La legge Bossi-Fini mostra lo stato misero di come i politici in Italia vedono gli stranieri.  Questa legge prende il suo nome da Gianfranco Fini, il capo di Alleanza Nazionale, e Umberto Bossi, il capo della Lega Nord.  Questa legislazione, approvata il 30 luglio 2002, modificò la normativa precedente, la legge Turco-Napolitano, in tal modo che intende «rafforzare le misure di contrasto all’immigrazione illegale e al traffico di esseri umani» e «favorire l’inserimento dell’immigrato che risiede e lavora regolarmente in Italia».   Nell’articolo Immigrazione, la legge Bossi-Fini punto per punto, il giornale La Repubblica esamina i dettagli di questa legge: 1) il permesso di soggiorno viene concesso solo allo straniero che ha già un contratto di lavoro; 2) il presidente del Consiglio si incarica di pubblicare «un decreto con le quote flussi, cioè il numero di extracomunitari che possono entrare»; 3) si abroga «la figura dello sponsor, prevista dalla Turco-Napolitano»; 4) si potrà assumere «una colf a famiglia nonché un numero illimitato di badanti purché venga certificato la presenza di anziani o disabili che ne hanno bisogno»; 5) il cittadino extracomunitario può chiedere «di essere raggiunto dal coniuge, dal figlio minore, o dai figli maggiorenni purché a carico e a condizione che non possano provvedere al proprio sostentamento»; 6) l’irregolare, una persona con documenti ma senza permesso di soggiorno, sarà espulso «mediante “accompagnamento alle frontiere”, cioè viene materialmente messo su un aereo o una nave che lo riporta in patria»; 7) il clandestino, una persona che non ha i documenti d’identità, sarà «condotto in appositi Centri di permanenza fino a 60 giorni, durante i quali si cerca di scoprirne l'identità per poterlo rimandare in patria»; 8) si devono prendere le impronte digitali allo straniero che chiede il permesso di soggiorno «per poterlo riconoscere se contraffà i documenti»; 9) l’extracomunitario «che rientra in Italia clandestinamente dopo un’espulsione, compie un reato che lo condurrà in prigione».   Ci sono anche altri articoli riguardo ai minori, ai contributi INPS per gli stranieri che lavorano almeno cinque anni, agli infermieri professionisti e per prevenire l’immigrazione clandestina.

▸ Scopo del compito
Rispondi a queste domande sul testo sulla legge Bossi-Fini:
(a) In che data fu approvata la legge?
(b) Quale figura prevista dalla Turco-Napolitano viene abrogata?
(c) Per quanti giorni al massimo il clandestino può essere trattenuto nei Centri di permanenza?

▸ Insieme di dati
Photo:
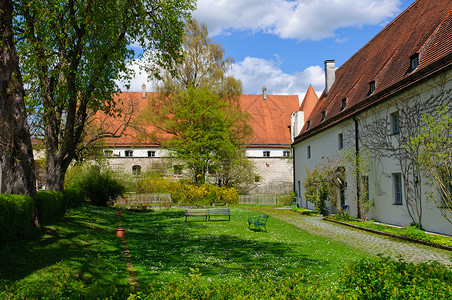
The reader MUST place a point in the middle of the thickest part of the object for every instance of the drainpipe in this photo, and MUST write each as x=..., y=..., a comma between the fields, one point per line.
x=358, y=192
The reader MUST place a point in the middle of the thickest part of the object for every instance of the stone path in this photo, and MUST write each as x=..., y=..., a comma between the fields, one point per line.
x=366, y=241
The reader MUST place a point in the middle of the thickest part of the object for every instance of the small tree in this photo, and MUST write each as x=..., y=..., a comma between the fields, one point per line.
x=435, y=157
x=316, y=190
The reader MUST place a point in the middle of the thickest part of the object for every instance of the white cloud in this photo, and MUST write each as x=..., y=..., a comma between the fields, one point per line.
x=257, y=72
x=296, y=19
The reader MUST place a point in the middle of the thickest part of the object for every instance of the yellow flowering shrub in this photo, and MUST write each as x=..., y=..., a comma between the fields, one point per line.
x=183, y=193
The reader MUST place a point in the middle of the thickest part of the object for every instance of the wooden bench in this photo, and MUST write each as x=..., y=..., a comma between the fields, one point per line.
x=198, y=212
x=258, y=222
x=219, y=212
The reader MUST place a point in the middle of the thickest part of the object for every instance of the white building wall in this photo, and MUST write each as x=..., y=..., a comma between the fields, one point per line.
x=325, y=145
x=273, y=165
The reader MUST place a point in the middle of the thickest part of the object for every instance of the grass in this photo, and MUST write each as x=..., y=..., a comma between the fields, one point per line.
x=408, y=231
x=81, y=255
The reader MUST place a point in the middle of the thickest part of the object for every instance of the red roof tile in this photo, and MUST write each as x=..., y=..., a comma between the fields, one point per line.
x=270, y=119
x=425, y=28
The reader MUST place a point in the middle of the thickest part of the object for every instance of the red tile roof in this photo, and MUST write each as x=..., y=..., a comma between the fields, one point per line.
x=309, y=102
x=425, y=29
x=270, y=120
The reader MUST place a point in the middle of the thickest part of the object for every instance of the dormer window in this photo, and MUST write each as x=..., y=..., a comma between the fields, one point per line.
x=371, y=87
x=414, y=62
x=343, y=104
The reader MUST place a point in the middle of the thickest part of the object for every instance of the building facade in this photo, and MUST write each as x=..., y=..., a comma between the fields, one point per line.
x=373, y=104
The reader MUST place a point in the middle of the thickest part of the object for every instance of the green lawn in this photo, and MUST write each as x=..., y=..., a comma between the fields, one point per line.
x=164, y=246
x=82, y=254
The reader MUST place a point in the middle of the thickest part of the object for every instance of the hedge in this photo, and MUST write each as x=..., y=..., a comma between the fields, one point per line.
x=50, y=206
x=15, y=216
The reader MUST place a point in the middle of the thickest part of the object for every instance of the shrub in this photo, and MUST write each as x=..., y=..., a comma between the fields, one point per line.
x=15, y=216
x=50, y=206
x=73, y=197
x=101, y=187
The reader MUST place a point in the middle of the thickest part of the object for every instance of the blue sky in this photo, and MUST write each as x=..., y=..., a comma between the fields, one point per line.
x=283, y=44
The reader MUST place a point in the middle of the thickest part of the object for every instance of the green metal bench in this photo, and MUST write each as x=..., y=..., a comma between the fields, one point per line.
x=258, y=223
x=219, y=212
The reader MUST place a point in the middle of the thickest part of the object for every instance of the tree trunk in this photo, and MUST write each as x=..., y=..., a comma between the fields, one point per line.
x=55, y=170
x=16, y=153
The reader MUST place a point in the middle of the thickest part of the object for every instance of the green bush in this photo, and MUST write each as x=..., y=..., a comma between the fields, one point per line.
x=183, y=193
x=73, y=197
x=101, y=187
x=15, y=216
x=50, y=206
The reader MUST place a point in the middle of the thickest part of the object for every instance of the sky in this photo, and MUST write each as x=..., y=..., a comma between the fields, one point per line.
x=282, y=44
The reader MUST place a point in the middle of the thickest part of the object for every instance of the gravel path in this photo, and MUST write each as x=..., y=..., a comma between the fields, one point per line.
x=366, y=241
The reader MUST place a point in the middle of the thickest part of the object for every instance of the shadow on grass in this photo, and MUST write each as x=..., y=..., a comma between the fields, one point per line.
x=163, y=245
x=82, y=244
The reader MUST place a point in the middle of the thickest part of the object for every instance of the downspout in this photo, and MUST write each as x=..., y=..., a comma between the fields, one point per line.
x=358, y=192
x=293, y=172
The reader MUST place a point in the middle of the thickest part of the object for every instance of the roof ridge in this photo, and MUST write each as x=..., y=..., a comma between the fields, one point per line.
x=381, y=32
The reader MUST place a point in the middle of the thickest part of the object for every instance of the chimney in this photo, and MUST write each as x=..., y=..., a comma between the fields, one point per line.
x=143, y=91
x=330, y=72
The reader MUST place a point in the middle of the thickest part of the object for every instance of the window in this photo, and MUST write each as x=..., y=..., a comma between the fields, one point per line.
x=395, y=122
x=343, y=104
x=397, y=186
x=365, y=189
x=136, y=170
x=414, y=62
x=177, y=170
x=340, y=141
x=371, y=88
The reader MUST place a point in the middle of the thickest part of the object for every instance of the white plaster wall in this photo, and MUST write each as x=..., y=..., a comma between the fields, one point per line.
x=325, y=144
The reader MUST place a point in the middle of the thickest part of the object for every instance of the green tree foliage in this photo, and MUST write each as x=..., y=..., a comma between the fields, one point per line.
x=196, y=113
x=74, y=51
x=434, y=142
x=16, y=155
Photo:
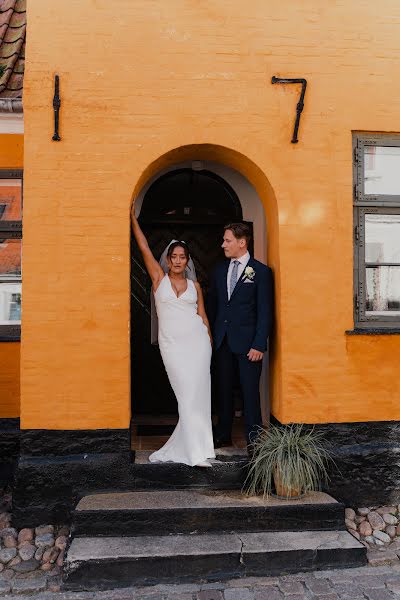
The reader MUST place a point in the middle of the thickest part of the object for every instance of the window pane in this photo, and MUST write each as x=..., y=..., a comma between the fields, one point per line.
x=10, y=199
x=382, y=168
x=382, y=238
x=10, y=259
x=383, y=291
x=10, y=303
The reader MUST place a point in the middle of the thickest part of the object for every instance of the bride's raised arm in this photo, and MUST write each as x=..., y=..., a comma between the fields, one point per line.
x=153, y=268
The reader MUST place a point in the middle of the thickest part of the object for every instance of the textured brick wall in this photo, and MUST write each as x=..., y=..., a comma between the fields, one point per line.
x=141, y=78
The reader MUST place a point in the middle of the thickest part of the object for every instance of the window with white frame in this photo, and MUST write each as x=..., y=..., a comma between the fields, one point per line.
x=10, y=254
x=377, y=231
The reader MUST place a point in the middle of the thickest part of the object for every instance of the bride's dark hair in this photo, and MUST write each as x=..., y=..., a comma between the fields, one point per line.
x=182, y=245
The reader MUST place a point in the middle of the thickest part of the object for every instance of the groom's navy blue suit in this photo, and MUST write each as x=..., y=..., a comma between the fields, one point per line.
x=239, y=323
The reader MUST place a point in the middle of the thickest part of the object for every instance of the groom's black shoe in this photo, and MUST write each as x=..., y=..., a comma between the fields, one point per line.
x=221, y=442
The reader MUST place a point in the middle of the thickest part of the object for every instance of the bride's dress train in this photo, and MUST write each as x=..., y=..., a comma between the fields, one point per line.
x=186, y=352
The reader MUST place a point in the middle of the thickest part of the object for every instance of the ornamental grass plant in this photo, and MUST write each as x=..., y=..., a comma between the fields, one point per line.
x=294, y=457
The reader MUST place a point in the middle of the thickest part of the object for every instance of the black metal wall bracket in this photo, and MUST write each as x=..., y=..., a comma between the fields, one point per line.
x=300, y=104
x=56, y=108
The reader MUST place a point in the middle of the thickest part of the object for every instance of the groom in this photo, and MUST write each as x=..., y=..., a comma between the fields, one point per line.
x=240, y=311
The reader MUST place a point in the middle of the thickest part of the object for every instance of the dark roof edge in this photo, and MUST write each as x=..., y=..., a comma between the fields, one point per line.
x=11, y=105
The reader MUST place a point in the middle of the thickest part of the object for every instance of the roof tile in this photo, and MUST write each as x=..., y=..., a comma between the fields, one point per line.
x=12, y=47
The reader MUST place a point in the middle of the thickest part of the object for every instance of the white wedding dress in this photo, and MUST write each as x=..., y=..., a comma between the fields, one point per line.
x=186, y=352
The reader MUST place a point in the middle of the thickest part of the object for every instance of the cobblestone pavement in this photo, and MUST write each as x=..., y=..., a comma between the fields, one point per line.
x=369, y=583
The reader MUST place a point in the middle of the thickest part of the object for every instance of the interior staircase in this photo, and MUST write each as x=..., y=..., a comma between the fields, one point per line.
x=187, y=524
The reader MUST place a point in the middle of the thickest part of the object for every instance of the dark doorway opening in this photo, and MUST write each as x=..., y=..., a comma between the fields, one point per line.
x=187, y=205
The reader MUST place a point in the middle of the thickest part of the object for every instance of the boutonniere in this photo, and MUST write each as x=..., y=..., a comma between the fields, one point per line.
x=249, y=273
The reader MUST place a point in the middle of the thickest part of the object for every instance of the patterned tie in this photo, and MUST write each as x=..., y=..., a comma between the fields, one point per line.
x=233, y=280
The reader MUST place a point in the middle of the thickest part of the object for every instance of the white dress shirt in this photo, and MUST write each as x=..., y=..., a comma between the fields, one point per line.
x=243, y=260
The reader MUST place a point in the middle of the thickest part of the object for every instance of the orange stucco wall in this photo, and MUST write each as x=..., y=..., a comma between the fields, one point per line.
x=11, y=156
x=139, y=79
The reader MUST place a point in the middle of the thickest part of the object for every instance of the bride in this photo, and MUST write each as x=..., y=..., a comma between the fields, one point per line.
x=184, y=339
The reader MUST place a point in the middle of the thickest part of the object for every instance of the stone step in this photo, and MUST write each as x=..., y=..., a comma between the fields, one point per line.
x=107, y=562
x=200, y=511
x=228, y=472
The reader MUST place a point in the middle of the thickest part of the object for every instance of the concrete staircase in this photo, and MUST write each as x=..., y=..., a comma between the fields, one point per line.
x=146, y=536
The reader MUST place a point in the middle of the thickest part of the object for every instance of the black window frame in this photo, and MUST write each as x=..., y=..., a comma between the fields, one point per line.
x=369, y=204
x=11, y=230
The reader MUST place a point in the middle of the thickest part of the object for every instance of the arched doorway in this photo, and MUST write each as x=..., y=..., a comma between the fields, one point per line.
x=186, y=203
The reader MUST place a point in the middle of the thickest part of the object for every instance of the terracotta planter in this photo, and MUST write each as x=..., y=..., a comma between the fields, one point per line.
x=283, y=491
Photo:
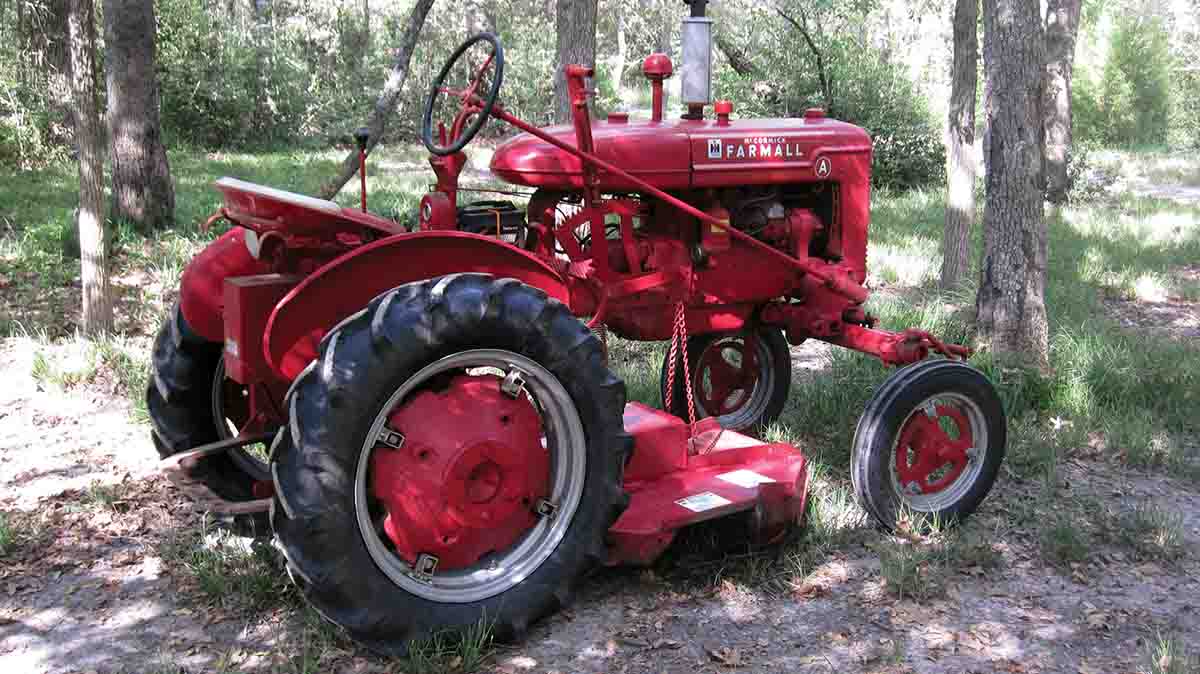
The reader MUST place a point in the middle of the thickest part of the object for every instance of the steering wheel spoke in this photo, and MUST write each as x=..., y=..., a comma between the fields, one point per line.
x=474, y=102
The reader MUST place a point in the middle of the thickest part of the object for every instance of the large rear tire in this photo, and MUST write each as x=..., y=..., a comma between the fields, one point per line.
x=184, y=399
x=355, y=409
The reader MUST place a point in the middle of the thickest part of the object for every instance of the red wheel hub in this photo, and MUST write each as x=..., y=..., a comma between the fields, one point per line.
x=468, y=476
x=933, y=449
x=727, y=386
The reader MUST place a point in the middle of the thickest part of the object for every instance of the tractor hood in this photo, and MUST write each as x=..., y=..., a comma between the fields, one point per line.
x=685, y=154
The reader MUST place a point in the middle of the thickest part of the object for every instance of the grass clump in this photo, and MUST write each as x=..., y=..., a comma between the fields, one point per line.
x=7, y=534
x=232, y=571
x=912, y=569
x=1149, y=530
x=101, y=495
x=1168, y=655
x=463, y=651
x=1062, y=540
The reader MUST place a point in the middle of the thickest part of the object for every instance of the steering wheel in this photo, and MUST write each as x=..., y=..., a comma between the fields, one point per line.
x=472, y=107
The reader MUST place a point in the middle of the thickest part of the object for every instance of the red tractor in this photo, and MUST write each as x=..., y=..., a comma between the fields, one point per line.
x=447, y=441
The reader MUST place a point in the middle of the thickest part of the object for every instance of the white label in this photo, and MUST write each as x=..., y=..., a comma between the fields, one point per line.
x=702, y=501
x=744, y=477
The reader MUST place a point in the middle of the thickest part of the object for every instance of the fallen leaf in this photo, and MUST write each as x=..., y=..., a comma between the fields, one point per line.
x=726, y=656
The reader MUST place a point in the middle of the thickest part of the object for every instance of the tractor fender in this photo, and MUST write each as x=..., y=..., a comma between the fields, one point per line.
x=201, y=290
x=349, y=282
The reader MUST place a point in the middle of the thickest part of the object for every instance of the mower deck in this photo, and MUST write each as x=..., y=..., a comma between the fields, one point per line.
x=671, y=487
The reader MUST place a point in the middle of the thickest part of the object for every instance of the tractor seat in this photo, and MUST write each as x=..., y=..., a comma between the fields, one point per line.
x=232, y=185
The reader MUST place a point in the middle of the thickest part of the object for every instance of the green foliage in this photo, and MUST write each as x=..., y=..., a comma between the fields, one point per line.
x=868, y=88
x=1131, y=103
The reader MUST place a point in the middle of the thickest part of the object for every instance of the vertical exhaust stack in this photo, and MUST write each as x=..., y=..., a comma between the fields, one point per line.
x=696, y=74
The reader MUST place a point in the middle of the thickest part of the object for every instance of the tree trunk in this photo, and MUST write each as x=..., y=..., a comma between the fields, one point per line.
x=1062, y=25
x=142, y=188
x=263, y=35
x=387, y=102
x=477, y=18
x=576, y=23
x=622, y=56
x=960, y=146
x=97, y=308
x=1011, y=302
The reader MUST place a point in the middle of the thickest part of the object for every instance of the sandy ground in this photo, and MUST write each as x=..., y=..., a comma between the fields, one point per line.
x=95, y=595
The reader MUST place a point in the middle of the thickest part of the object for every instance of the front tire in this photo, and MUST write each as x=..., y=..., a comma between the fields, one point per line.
x=190, y=402
x=744, y=389
x=930, y=441
x=352, y=534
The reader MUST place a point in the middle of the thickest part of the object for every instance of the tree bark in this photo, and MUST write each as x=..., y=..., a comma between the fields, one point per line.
x=97, y=308
x=960, y=172
x=1062, y=26
x=263, y=36
x=576, y=24
x=142, y=188
x=1011, y=301
x=387, y=102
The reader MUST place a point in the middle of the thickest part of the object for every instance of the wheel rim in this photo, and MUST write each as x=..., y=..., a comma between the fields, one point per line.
x=939, y=452
x=735, y=383
x=481, y=488
x=231, y=414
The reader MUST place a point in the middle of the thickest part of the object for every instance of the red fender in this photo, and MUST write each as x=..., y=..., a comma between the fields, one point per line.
x=201, y=290
x=347, y=283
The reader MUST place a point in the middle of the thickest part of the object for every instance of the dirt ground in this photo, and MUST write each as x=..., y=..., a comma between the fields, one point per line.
x=88, y=584
x=90, y=590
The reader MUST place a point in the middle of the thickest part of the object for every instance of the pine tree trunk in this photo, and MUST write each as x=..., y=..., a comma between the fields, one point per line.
x=142, y=188
x=263, y=34
x=576, y=43
x=622, y=56
x=1011, y=301
x=97, y=308
x=1062, y=25
x=960, y=146
x=387, y=102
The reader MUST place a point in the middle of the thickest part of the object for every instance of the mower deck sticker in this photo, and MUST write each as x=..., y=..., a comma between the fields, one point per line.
x=702, y=501
x=744, y=477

▸ Risultato finale
(a) Il 30 luglio 2002.
(b) La figura dello sponsor.
(c) Fino a 60 giorni.